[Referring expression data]

————————

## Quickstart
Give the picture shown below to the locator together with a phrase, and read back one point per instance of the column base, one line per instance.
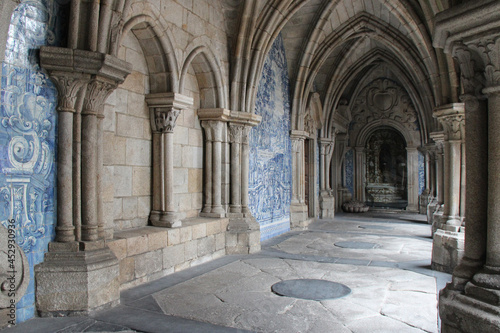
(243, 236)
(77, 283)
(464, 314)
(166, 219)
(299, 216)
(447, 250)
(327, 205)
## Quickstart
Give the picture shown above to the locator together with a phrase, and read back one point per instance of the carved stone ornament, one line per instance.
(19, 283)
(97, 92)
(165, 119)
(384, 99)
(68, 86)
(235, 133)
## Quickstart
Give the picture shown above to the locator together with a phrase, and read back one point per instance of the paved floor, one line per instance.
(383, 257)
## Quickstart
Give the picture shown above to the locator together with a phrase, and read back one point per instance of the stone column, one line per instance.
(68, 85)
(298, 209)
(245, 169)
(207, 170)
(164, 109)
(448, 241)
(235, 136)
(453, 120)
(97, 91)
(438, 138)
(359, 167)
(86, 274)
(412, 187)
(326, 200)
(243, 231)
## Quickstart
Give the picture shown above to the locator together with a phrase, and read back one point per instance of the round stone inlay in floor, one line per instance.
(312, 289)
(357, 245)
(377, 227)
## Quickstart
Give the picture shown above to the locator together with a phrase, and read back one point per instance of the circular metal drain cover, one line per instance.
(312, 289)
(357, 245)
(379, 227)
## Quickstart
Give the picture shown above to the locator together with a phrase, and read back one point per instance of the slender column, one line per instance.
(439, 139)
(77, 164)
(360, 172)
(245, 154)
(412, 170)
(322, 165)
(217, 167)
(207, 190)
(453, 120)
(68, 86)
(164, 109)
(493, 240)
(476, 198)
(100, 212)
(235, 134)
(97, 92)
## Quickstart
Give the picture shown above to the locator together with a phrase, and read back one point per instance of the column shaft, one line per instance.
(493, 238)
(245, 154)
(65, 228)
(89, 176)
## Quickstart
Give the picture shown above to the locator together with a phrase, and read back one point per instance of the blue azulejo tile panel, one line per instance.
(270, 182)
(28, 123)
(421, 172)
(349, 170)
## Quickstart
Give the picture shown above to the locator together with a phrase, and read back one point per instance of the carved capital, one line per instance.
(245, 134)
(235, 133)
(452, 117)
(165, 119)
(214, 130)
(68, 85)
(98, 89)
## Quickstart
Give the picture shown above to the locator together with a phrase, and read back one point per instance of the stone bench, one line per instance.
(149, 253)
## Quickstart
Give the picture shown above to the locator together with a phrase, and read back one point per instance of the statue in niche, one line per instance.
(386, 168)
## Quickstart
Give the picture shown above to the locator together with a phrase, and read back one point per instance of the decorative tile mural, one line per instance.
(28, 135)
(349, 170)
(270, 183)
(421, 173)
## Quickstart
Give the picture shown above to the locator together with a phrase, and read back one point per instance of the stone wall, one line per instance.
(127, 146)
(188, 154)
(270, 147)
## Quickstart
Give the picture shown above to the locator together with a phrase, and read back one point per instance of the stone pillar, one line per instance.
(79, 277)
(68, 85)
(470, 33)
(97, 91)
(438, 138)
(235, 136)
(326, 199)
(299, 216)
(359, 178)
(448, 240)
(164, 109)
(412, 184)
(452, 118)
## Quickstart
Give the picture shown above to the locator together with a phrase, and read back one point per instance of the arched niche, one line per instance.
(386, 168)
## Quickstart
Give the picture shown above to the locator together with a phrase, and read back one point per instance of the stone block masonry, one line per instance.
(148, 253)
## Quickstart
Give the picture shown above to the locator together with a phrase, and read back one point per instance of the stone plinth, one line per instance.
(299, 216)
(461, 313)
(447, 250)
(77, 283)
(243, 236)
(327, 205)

————————

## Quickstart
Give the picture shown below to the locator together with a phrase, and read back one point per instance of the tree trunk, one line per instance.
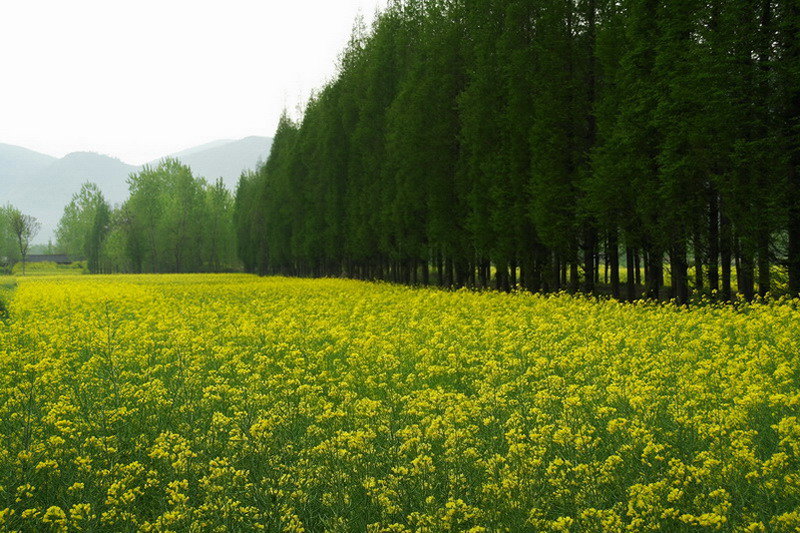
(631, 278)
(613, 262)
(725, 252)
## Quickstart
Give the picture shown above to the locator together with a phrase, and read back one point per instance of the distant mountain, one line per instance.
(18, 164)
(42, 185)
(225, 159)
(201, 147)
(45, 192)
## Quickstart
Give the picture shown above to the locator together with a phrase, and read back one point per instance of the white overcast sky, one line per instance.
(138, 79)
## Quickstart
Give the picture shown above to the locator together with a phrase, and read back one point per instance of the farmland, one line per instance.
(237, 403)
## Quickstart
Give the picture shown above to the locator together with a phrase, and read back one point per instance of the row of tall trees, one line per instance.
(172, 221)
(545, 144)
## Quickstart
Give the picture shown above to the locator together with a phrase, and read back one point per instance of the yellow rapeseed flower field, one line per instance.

————————

YOUR OBJECTIVE: Among the entries above, the lines between the ones containing "trees, one line per instance." and "field, one line per instance.", inclusive, are to be transcribed exactly. No other line is to be given.

ANSWER TO THIS TASK:
Give the picture shown above to the locator together with a phrase, and read back one point per instance of the row of tall trees, one line per instance.
(172, 221)
(545, 144)
## Quickstart
Give the picture shown above to the locator together with a phrase, and read back one point per instance of the yellow rapeseed flower field, one line per instance.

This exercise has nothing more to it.